* **DATA FOR PROCESSING**
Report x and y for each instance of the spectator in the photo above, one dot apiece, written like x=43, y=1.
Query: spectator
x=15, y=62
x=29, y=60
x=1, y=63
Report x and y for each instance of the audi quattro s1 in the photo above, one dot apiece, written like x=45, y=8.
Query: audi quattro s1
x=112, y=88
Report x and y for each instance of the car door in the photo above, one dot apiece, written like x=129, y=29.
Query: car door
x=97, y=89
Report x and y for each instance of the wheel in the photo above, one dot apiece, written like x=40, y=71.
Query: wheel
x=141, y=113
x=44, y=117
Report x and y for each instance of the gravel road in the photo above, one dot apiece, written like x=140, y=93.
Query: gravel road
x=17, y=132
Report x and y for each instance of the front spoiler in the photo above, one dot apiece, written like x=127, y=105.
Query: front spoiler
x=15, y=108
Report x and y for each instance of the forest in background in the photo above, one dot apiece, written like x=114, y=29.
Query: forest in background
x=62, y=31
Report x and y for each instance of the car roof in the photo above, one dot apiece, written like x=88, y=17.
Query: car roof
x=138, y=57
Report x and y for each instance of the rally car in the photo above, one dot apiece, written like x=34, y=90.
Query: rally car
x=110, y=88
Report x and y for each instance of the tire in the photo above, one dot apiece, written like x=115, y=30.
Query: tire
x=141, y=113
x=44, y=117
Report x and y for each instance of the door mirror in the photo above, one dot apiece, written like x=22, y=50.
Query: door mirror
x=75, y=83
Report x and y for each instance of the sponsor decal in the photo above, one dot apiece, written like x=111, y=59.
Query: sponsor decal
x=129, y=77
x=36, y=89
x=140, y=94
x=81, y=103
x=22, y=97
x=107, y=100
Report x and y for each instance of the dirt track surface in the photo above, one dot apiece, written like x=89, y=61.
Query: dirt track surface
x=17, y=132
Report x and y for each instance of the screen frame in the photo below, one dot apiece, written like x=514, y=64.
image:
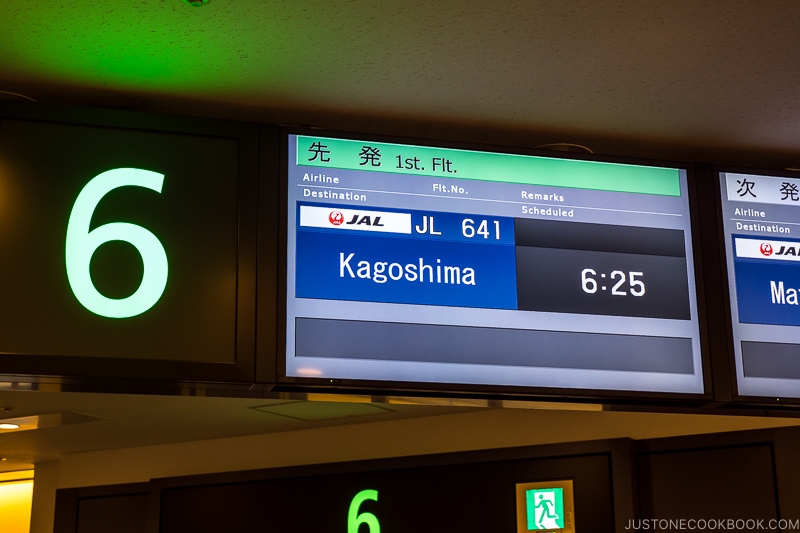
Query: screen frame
x=133, y=375
x=726, y=345
x=375, y=387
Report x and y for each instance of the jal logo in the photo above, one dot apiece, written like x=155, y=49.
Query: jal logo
x=788, y=250
x=365, y=220
x=336, y=218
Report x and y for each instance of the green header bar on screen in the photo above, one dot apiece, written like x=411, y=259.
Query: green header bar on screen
x=485, y=166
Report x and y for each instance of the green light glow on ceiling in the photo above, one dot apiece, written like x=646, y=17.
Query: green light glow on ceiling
x=153, y=45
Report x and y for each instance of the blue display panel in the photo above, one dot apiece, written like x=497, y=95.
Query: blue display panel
x=427, y=266
x=760, y=220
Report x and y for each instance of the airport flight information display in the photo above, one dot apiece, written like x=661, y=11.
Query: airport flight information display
x=428, y=265
x=761, y=221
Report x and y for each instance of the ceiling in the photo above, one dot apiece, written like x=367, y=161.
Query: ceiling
x=684, y=79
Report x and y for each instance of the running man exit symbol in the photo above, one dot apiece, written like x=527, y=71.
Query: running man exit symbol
x=545, y=509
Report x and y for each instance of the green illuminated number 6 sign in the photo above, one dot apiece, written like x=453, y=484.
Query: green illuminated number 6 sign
x=82, y=244
x=354, y=519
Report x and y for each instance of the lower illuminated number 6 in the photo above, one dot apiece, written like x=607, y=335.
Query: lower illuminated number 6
x=354, y=519
x=81, y=245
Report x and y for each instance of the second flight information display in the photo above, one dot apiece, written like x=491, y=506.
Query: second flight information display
x=428, y=265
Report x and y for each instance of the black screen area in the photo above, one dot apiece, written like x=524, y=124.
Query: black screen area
x=44, y=168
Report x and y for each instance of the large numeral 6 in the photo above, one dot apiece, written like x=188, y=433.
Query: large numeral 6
x=354, y=519
x=81, y=245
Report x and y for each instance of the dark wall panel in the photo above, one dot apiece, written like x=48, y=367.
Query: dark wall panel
x=120, y=514
x=713, y=483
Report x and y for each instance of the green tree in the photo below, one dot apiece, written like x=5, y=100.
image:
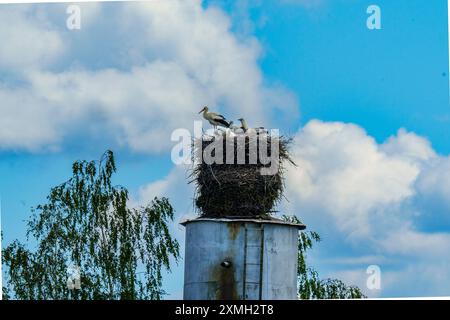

* **WHAT THE TASK ASKS**
Copy the records from the line with "Report x and y for each instance of the green illuminated" to the line with "x=44, y=168", including both of those lines and every line between them. Shift each answer coordinate by adding 133 to both x and y, and leave the numbers in the requests unchanged.

* **RESPONSE BELOW**
Report x and y for each instance of the green illuminated number 6 sign in the photo above, one dot apiece, written like x=453, y=484.
Query: green illuminated number 6 sign
x=215, y=377
x=487, y=652
Report x and y for each instance of the lower illuminated number 6 in the photo above, one dot apiece, written like x=607, y=335.
Query: lower illuminated number 6
x=487, y=652
x=214, y=378
Report x and y for each instance of the second flight information display in the photo above, one dot apiece, written like x=491, y=506.
Query: second flight information display
x=561, y=398
Report x and y for each instance of the black screen area in the photo above, one dot apiece, written like x=524, y=124.
Query: black screen area
x=177, y=301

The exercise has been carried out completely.